Raccattare forse qualche futuro voto in più cavalcando le irritazioni della gente per le restrizioni che impone la pandemia non le serve un gran che, mentre rafforza le diffidenze sulla sua credibilità. Così è per l’esibizione della foto cogli esponenti leghisti al governo, che nessun altro partito ha fatto: un inutile sgarbo verso la richiesta del Quirinale di non connotare questo esecutivo con una formula politica.

L’approssimarsi delle scadenze elettorali (non si sa ancora se slitteranno dalla tarda primavera al primo autunno) stimola il cannibalismo della politica e Salvini vede probabilmente aprirsi opportunità per l’indebolirsi della alleanza fra M5S e PD, anche se il riproporre una linea barricadiera può giovare più al consolidarsi di quella alleanza che ad inserirsi nella sua crisi.

L’incognita maggiore rimane al momento l’evoluzione che possono avere i Cinque Stelle. La decisione verso cui si orientano Grillo e il gruppo dirigente pentastellato, cioè affidarsi in toto alla leadership di Conte, non si sa quanto possa dare frutti. L’ex premier ha un suo capitale di consenso, ma per ora è dipeso dalla sua capacità di gestione della macchina pubblica in una fase particolare.

Adesso però non avrà nessuna macchina da gestire, a meno che non si faccia conto sulle connessioni che indubbiamente Conte aveva stabilito durante i suoi governi coi vari “apparati” dello stato. Tuttavia quella è una base fragile su cui costruire, perché sono ambienti abituati a pesare le capacità di detenzione del potere e quelle, al momento, sono tutt’altro che buone. La forza parlamentare di M5S è indebolita non solo dalle fuoruscite, ma anche dalla scarsa affidabilità di truppe che sono state tenute molto ai margini della politica, delegata ad un gruppo piuttosto ristretto di dirigenti.

Nella prospettiva di una futura tornata elettorale nazionale, che al massimo fra poco più di due anni arriverà, la forza di M5S appare molto ridimensionata, dimezzata a stare ai sondaggi, ma se continuano le fibrillazioni attuali può andare anche peggio. E intanto ci sarà da passare il test delle amministrative, terreno poco propizio per i Cinque Stelle.

- Materiale raccolto:
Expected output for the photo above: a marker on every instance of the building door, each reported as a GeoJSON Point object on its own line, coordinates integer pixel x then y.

- Attività: Riprendi il commento politico su Salvini e i Cinque Stelle e proseguilo a partire dalla sua ultima frase.

- Spazio risposta:
Conte ha le doti per ribaltare questa situazione, cioè per essere un leader di battaglia politica? Al momento è un’incognita. Non è certo arrivato alla posizione di premier perché aveva vinto delle battaglie, anche se forse è eccessivo dire che vi è giunto perché aveva vinto alla lotteria. Nella sua esperienza a palazzo Chigi non si è dimostrato né un federatore di forze diverse, né un trascinatore di consensi dietro a grandi visioni. Ciò non esclude che possa diventarlo, ma non è neppure garantito che accada.

Certamente se ci prova avrà bisogno di rilanciare una presenza di tipo conflittuale dei Cinque Stelle e ciò acuirebbe il problema di fronte a cui si trova il PD. La gestione della crisi che ha portato al governo Draghi non si può dire sia stata brillante. L’aver scelto la linea del sostegno al Conte ter a prescindere da tutto non è risultata vincente. Zingaretti ha ragione a ricordare che si tratta di una scelta appoggiata all’unanimità dagli organi dirigenti del partito, ma ciò non toglie che si sia rivelata sbagliata e, come si sa, c’è sempre una certa resistenza ad ammettere che si è sbagliato tutti insieme: meglio trovare qualcuno a cui addossare tutta la responsabilità.

Quel che solo adesso si comincia a dire è che in quel frangente è mancata una visione che andasse oltre la paura di compromettere l’alleanza con M5S, il che suona stonato adesso che i Cinque Stelle hanno manifestato tutta la debolezza della loro formazione.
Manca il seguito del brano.